## [GIVEN TEXT]
════════════════════

While the power circuit of a star-delta starter deals with the motor terminals and the high-voltage, high-current switching between star and delta configurations, the control circuit is the brain that governs the sequence. It operates at a reduced control voltage — typically 110 V AC or 24 V AC/DC from a control transformer — and governs which contactor energises at which moment and in which order.

The control circuit sequence works as follows:

1. The operator presses the START pushbutton (SB1 — normally open, momentary). This energises the main contactor coil (KM) and the star contactor coil (KY) simultaneously, through the normally closed (NC) stop button (SB2) and the normally closed overload relay contact (OL-NC).

2. An auxiliary normally open (NO) contact of KM seals in the start circuit — this is the holding or latching contact. Once KM is energised and its auxiliary NO contact closes across the start pushbutton, the start button can be released and the circuit remains latched.

3. An auxiliary NO contact of KM simultaneously supplies power to the star-delta timer (T1) coil, starting the timing period.

════════════════════

## [GIVEN ENTRIES]
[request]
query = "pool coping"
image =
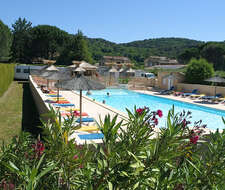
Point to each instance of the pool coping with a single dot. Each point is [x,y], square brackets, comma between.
[183,100]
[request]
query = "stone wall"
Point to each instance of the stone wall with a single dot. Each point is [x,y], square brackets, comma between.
[141,83]
[203,89]
[36,92]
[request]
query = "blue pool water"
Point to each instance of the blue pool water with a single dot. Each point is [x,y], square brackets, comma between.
[121,99]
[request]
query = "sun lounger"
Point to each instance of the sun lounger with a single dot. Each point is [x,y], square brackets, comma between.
[85,119]
[63,105]
[88,128]
[69,114]
[62,102]
[58,102]
[177,93]
[211,97]
[77,113]
[55,98]
[54,95]
[194,92]
[194,96]
[167,92]
[69,109]
[91,136]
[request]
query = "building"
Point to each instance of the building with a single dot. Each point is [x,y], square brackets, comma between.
[117,61]
[153,61]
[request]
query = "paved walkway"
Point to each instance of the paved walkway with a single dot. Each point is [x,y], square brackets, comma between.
[186,99]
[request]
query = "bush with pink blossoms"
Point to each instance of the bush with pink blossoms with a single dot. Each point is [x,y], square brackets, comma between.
[134,154]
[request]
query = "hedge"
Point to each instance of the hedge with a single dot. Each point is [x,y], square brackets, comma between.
[6,76]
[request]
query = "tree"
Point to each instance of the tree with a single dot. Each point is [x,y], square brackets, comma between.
[188,54]
[198,70]
[21,38]
[47,41]
[214,53]
[5,41]
[76,49]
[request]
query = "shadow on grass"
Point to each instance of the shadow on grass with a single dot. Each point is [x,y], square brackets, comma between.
[30,115]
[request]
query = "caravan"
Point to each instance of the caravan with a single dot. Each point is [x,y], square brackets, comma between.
[22,72]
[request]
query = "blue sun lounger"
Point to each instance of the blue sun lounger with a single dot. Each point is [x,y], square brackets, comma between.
[91,136]
[54,95]
[85,119]
[63,105]
[190,93]
[167,92]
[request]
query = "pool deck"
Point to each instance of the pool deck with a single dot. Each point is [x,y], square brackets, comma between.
[218,106]
[98,111]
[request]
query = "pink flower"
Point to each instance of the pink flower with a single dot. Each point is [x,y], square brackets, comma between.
[75,157]
[159,113]
[140,111]
[156,121]
[38,148]
[194,139]
[184,122]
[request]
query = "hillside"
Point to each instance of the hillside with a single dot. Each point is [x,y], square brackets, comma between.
[137,51]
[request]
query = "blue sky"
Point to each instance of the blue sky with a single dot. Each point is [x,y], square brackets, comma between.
[123,21]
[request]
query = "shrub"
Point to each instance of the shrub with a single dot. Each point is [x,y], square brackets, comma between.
[123,80]
[131,156]
[6,76]
[198,70]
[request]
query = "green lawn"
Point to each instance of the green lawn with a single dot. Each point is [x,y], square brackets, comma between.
[11,112]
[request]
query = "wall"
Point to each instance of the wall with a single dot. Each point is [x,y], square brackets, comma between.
[177,78]
[203,89]
[6,76]
[41,105]
[141,83]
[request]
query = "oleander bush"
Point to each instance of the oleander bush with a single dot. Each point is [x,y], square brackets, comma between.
[131,156]
[6,76]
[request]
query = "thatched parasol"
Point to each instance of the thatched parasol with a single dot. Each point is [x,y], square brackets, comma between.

════════════════════

## [EXERCISE]
Print the passage of the star-delta starter text starting with "The control circuit sequence" and going on through "circuit remains latched.", copied exactly. The entries come from a different source than the star-delta starter text.

## [THE SOLUTION]
The control circuit sequence works as follows:

1. The operator presses the START pushbutton (SB1 — normally open, momentary). This energises the main contactor coil (KM) and the star contactor coil (KY) simultaneously, through the normally closed (NC) stop button (SB2) and the normally closed overload relay contact (OL-NC).

2. An auxiliary normally open (NO) contact of KM seals in the start circuit — this is the holding or latching contact. Once KM is energised and its auxiliary NO contact closes across the start pushbutton, the start button can be released and the circuit remains latched.